Convert the lines of the listing below, from the line with "Exercise. Point out every instance of the officer" up to and including the line with "x=575, y=146", into a Markdown table with the columns Row and Text, numbering each line and skipping blank ones.

----------

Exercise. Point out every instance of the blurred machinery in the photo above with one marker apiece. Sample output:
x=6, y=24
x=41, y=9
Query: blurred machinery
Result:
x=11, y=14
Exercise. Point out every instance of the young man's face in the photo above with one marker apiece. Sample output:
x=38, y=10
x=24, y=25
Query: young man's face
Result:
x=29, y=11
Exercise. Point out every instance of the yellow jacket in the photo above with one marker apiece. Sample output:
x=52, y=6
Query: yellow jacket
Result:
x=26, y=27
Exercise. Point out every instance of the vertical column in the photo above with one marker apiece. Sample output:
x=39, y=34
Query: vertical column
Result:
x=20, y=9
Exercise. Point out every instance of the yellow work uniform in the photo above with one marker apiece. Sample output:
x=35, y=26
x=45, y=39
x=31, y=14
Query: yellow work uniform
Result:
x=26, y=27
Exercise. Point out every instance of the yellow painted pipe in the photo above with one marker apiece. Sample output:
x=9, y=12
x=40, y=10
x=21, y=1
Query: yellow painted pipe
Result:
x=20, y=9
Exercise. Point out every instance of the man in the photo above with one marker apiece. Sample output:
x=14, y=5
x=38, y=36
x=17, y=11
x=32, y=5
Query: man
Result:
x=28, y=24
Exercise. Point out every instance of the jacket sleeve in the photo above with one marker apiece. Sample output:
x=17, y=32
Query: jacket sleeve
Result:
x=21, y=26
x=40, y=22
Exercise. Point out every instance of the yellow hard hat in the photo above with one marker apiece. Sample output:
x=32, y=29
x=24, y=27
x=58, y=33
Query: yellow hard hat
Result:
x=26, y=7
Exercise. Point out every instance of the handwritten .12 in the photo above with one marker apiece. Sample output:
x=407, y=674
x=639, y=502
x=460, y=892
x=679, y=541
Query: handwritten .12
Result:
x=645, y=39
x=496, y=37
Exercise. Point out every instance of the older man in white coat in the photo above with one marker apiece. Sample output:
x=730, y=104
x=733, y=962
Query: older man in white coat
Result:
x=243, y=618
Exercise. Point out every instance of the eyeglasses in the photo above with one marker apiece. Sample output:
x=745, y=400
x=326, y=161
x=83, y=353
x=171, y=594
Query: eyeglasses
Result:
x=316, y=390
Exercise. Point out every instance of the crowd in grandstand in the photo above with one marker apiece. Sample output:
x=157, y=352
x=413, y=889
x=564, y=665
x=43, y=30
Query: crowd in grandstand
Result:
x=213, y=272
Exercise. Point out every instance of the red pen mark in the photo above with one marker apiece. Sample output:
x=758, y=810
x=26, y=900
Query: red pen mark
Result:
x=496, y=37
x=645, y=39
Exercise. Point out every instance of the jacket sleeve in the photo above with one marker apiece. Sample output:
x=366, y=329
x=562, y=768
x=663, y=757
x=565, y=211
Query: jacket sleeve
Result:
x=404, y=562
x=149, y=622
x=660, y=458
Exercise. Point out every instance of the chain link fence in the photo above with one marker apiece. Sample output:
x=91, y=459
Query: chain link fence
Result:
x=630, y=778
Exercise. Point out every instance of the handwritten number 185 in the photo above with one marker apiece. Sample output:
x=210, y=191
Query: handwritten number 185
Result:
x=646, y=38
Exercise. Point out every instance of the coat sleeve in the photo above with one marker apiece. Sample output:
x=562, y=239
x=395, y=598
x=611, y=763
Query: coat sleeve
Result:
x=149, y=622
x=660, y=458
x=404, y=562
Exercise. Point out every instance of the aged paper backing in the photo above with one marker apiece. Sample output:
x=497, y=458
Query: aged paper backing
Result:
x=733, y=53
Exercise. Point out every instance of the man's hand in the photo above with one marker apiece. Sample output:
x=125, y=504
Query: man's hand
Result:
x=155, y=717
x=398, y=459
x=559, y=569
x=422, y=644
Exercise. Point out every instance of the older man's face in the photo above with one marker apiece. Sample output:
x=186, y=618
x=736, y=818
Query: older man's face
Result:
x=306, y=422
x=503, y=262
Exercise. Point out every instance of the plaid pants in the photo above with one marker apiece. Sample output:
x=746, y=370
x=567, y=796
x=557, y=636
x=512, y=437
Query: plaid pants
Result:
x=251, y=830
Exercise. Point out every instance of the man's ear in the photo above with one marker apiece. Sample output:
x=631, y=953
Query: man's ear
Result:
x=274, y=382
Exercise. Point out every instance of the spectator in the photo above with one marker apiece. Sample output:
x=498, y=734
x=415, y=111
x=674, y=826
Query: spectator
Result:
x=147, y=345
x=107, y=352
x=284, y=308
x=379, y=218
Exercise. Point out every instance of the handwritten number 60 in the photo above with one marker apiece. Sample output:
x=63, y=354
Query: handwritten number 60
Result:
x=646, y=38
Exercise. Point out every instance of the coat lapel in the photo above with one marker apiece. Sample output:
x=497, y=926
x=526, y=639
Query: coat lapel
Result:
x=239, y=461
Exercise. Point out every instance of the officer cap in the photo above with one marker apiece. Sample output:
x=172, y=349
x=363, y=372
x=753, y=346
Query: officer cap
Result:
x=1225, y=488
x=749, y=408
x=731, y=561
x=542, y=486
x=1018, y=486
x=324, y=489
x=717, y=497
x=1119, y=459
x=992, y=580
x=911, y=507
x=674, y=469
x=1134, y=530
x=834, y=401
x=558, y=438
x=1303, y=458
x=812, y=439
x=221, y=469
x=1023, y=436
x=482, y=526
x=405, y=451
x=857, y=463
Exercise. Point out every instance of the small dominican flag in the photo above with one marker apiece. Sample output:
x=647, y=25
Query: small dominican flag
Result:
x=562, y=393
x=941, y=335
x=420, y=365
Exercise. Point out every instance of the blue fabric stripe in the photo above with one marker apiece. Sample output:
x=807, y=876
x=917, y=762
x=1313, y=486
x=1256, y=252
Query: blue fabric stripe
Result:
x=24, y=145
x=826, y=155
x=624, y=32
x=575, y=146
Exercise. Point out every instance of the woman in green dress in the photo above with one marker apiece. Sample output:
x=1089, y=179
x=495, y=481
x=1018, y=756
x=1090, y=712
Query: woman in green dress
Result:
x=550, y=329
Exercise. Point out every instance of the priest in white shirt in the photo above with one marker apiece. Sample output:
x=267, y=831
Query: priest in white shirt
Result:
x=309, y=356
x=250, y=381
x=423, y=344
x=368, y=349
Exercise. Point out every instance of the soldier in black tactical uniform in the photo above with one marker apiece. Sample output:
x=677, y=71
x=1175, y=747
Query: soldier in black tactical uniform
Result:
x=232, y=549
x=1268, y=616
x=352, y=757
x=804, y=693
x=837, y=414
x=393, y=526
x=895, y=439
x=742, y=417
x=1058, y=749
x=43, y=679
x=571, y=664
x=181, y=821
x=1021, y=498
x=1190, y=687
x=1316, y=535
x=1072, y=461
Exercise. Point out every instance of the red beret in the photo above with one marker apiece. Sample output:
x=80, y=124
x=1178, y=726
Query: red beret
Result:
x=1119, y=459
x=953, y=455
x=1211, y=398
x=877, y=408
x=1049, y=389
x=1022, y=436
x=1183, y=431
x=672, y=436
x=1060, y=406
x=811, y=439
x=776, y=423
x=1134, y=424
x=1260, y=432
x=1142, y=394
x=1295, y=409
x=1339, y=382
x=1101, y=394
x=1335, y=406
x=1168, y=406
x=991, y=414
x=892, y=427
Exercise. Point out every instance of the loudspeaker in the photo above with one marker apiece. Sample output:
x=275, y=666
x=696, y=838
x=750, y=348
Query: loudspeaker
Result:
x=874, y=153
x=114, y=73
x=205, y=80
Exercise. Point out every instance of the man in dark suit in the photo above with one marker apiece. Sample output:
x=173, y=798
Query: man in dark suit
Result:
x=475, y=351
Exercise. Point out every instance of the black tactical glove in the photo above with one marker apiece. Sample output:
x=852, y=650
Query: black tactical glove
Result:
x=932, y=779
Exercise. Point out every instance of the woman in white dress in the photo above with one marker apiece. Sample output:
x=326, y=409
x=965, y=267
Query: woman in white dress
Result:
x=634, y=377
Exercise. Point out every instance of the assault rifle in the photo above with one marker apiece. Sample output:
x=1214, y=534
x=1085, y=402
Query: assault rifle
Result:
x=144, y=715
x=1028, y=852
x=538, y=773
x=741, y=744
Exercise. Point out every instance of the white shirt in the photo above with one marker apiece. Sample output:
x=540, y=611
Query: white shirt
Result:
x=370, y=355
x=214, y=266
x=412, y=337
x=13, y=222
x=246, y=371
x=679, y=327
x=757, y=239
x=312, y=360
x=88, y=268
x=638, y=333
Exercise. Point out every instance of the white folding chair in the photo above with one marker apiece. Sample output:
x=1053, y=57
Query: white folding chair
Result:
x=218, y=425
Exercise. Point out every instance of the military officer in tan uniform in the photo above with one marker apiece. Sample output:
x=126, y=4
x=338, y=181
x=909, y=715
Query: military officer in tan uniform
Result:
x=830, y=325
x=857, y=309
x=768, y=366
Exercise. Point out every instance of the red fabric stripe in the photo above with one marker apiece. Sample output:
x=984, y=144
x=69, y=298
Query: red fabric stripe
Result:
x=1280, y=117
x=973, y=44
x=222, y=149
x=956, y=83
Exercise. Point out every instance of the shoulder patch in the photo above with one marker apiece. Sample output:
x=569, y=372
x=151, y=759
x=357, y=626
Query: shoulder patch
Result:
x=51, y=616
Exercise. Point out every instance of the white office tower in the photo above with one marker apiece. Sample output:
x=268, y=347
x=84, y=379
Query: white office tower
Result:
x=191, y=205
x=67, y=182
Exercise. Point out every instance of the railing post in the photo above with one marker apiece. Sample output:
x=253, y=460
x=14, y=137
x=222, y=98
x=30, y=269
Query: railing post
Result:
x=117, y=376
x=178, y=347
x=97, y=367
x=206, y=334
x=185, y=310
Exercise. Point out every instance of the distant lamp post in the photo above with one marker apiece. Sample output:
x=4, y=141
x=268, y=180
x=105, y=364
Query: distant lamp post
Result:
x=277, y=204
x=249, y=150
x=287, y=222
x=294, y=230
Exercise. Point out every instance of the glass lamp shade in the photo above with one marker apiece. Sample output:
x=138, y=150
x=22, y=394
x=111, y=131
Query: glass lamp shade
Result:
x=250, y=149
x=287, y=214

----------

» **TASK RESPONSE**:
| Row | Text |
|---|---|
| 1 | Exercise. Point out every instance of the officer cap in the photo above with one marker apiece. Sample output: |
| 2 | x=172, y=349 |
| 3 | x=363, y=372 |
| 4 | x=753, y=346 |
| 5 | Query: officer cap |
| 6 | Result: |
| 7 | x=1225, y=488 |
| 8 | x=749, y=408 |
| 9 | x=731, y=561 |
| 10 | x=542, y=486 |
| 11 | x=1018, y=486 |
| 12 | x=324, y=489 |
| 13 | x=717, y=497 |
| 14 | x=1119, y=459 |
| 15 | x=992, y=580 |
| 16 | x=911, y=507 |
| 17 | x=674, y=469 |
| 18 | x=1134, y=530 |
| 19 | x=834, y=401 |
| 20 | x=558, y=438 |
| 21 | x=1303, y=458 |
| 22 | x=812, y=439 |
| 23 | x=221, y=469 |
| 24 | x=1023, y=436 |
| 25 | x=482, y=526 |
| 26 | x=405, y=451 |
| 27 | x=857, y=463 |
| 28 | Exercise. Point out every instance of the small dominican flag in the photo above with one marker apiece. Sample output: |
| 29 | x=647, y=25 |
| 30 | Query: small dominican flag |
| 31 | Result: |
| 32 | x=562, y=393 |
| 33 | x=941, y=335 |
| 34 | x=420, y=365 |
| 35 | Exercise. Point out every instance of the blue fabric stripe in the photo above with one marker apiece. Sample output: |
| 36 | x=807, y=876 |
| 37 | x=917, y=762 |
| 38 | x=1313, y=486 |
| 39 | x=1256, y=252 |
| 40 | Query: blue fabric stripe |
| 41 | Result: |
| 42 | x=24, y=145 |
| 43 | x=826, y=155 |
| 44 | x=624, y=32 |
| 45 | x=575, y=146 |